## [Required work]
Rewrite the entries below with every "photo" changed to "image" and everything else kept the same, leaving out the pictures.

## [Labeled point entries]
::::

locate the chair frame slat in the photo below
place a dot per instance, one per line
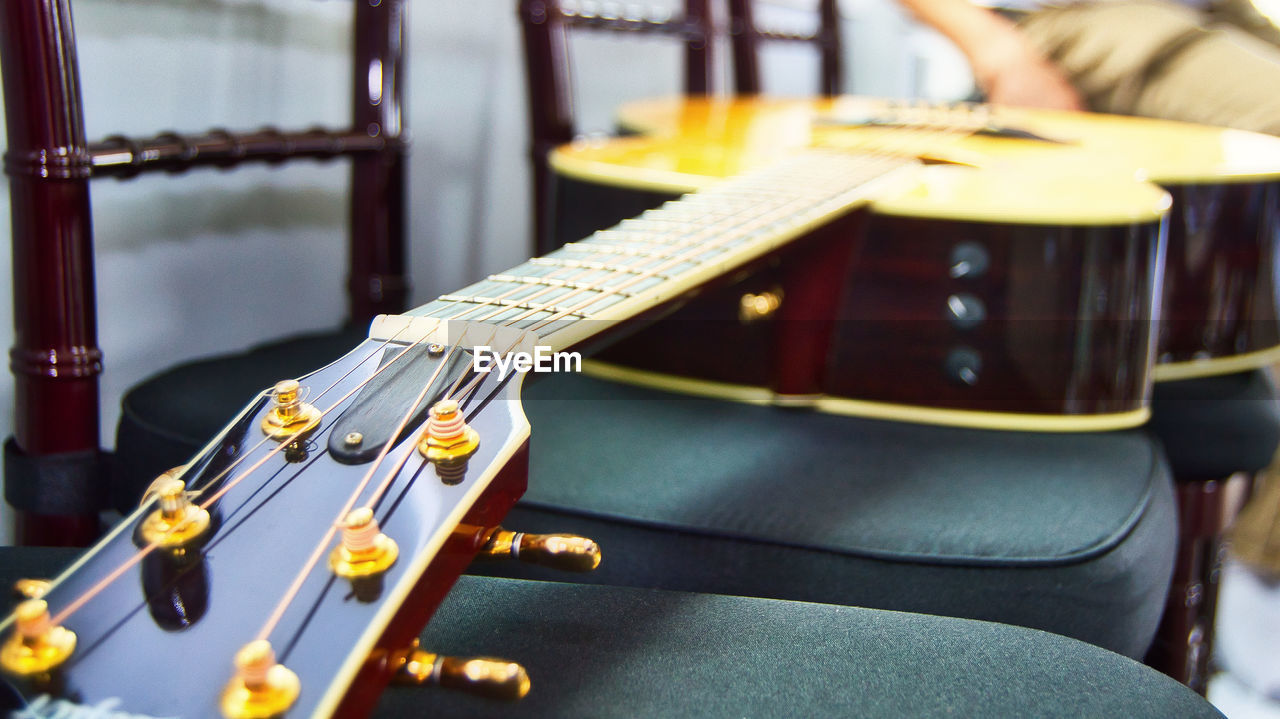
(55, 358)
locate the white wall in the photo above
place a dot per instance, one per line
(192, 265)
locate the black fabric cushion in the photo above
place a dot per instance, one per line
(613, 651)
(170, 416)
(1216, 426)
(1073, 534)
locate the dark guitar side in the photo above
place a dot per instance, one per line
(865, 315)
(1221, 294)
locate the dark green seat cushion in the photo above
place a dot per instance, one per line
(168, 417)
(1073, 534)
(616, 651)
(1065, 532)
(1216, 426)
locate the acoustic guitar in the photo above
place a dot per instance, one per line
(961, 292)
(289, 566)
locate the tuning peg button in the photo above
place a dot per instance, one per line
(568, 553)
(483, 676)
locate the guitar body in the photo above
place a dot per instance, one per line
(1064, 293)
(1057, 333)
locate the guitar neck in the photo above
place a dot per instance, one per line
(586, 287)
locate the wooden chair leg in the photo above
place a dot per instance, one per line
(1184, 640)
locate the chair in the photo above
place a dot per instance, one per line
(544, 24)
(55, 474)
(613, 651)
(746, 37)
(1072, 534)
(1215, 429)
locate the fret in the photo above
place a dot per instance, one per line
(589, 265)
(608, 248)
(625, 269)
(511, 305)
(549, 282)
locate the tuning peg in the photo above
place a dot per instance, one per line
(31, 589)
(483, 676)
(568, 553)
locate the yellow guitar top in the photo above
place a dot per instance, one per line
(1070, 168)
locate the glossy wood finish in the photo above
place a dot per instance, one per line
(264, 530)
(1184, 640)
(865, 316)
(378, 282)
(1220, 285)
(1066, 317)
(1220, 298)
(55, 357)
(544, 24)
(746, 37)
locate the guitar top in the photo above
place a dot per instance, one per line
(688, 141)
(1008, 166)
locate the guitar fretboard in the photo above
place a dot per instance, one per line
(618, 273)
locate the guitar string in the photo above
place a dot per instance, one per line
(599, 285)
(389, 479)
(296, 586)
(300, 580)
(87, 595)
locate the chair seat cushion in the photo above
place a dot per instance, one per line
(618, 651)
(1066, 532)
(1212, 427)
(168, 417)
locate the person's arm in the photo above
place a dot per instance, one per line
(1008, 69)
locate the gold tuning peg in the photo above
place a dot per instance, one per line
(483, 676)
(568, 553)
(31, 589)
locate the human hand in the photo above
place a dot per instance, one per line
(1011, 72)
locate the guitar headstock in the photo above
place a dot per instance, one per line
(268, 537)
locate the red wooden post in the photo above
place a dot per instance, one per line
(376, 283)
(55, 358)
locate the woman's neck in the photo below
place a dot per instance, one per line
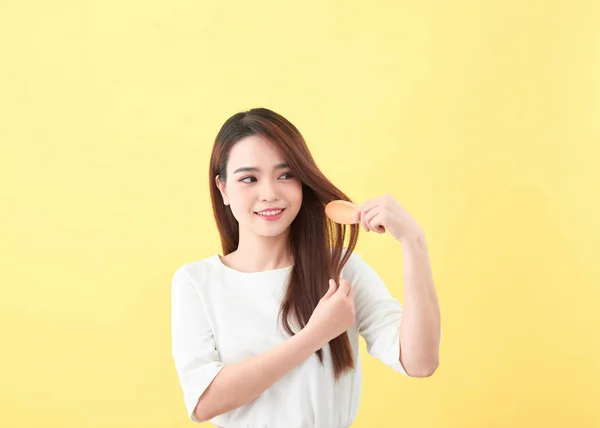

::::

## [Full solution]
locate the chair frame slat in the image below
place a dot per instance, one per line
(55, 358)
locate the white wall in the image above
place a dot per instance, one per line
(192, 265)
locate the black fabric cushion in the image above
place a dot per instance, one per line
(613, 651)
(170, 416)
(1216, 426)
(1073, 534)
locate the dark guitar side in the image above
place a dot per instance, one per line
(865, 315)
(1221, 294)
locate the dark green seat cushion in the image above
place a dot per instance, one per line
(168, 417)
(1073, 534)
(616, 651)
(1065, 532)
(1216, 426)
locate the acoustic guitar in the image above
place a dot per instance, one per line
(961, 292)
(289, 566)
locate the tuning peg button in the image above
place a dot per instance, one per line
(568, 553)
(483, 676)
locate the guitar body in the image above
place a dot per instance, one per line
(1064, 293)
(1057, 333)
locate the guitar neck in the image above
place a dot per instance, one per line
(586, 287)
locate the wooden chair leg in the image above
place a dot per instance, one per line
(1184, 640)
locate the chair in the image above
place a dot per instance, one per line
(544, 24)
(55, 474)
(613, 651)
(746, 37)
(1072, 534)
(1215, 429)
locate the fret in the image above
place a dot per instance, one per line
(589, 265)
(608, 248)
(625, 269)
(511, 305)
(549, 282)
locate the tuning peg in the image above
place a dot per instance, one per line
(31, 589)
(483, 676)
(568, 553)
locate the yellow guitar top in the image above
place a dot per instance, one per line
(1070, 168)
locate the glossy wood finish in the image above
place a dot per instance, one per line
(264, 530)
(1184, 640)
(865, 316)
(378, 282)
(1220, 285)
(1066, 317)
(1220, 298)
(55, 357)
(544, 24)
(746, 37)
locate the guitar top in the image above
place a dot per instance, one per line
(688, 141)
(1008, 166)
locate the guitar fretboard in the image above
place a dot per instance, one per line
(618, 273)
locate the guitar string in the image above
place a dot per instance, one per line
(599, 285)
(389, 479)
(296, 586)
(300, 580)
(87, 595)
locate the chair seat cushion in the image above
place a dot per instance, one per line
(618, 651)
(1066, 532)
(1212, 427)
(168, 417)
locate the person's arm in the image above
place a dot per instance, one per line
(1008, 69)
locate the gold tuning peg in the image above
place a dot per instance, one per line
(483, 676)
(568, 553)
(31, 589)
locate the human hand in the image above
place a dot per instance, one per line
(1011, 72)
locate the guitar headstock in the image above
place a dot per instance, one per line
(268, 537)
locate the red wooden post in the image above
place a dot per instance, one per line
(376, 283)
(55, 358)
locate the woman's neck in the image below
place a dot per instance, one per line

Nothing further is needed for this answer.